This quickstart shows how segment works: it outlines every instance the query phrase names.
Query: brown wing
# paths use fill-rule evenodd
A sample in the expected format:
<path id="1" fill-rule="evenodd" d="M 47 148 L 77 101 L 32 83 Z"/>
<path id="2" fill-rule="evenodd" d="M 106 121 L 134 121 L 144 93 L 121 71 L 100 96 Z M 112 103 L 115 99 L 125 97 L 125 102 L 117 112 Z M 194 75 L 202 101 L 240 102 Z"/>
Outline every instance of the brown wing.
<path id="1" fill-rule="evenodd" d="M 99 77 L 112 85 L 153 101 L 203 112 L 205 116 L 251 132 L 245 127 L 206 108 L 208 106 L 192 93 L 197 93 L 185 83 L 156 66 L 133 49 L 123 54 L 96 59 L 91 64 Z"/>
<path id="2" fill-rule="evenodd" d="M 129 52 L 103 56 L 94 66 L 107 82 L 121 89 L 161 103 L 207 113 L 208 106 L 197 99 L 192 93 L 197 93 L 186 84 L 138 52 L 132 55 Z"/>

***

## What you are asked to do
Retype every item above line for line, with no changes.

## Task result
This quickstart shows how segment works: it outlines every instance the query phrase names.
Query: brown wing
# paths use fill-rule evenodd
A sample in the expected format:
<path id="1" fill-rule="evenodd" d="M 47 148 L 77 101 L 32 83 Z"/>
<path id="2" fill-rule="evenodd" d="M 106 121 L 134 121 L 144 93 L 121 71 L 100 96 Z M 112 103 L 115 99 L 125 97 L 125 102 L 117 112 Z M 194 75 L 202 101 L 240 102 Z"/>
Outline every instance of the brown wing.
<path id="1" fill-rule="evenodd" d="M 99 77 L 112 85 L 153 101 L 203 112 L 205 116 L 251 132 L 245 127 L 206 108 L 208 106 L 192 93 L 197 93 L 185 83 L 156 66 L 133 49 L 123 54 L 96 59 L 91 64 Z"/>
<path id="2" fill-rule="evenodd" d="M 129 52 L 103 56 L 94 66 L 107 82 L 121 89 L 161 103 L 207 113 L 208 106 L 197 99 L 192 93 L 197 93 L 186 84 L 138 52 L 132 55 Z"/>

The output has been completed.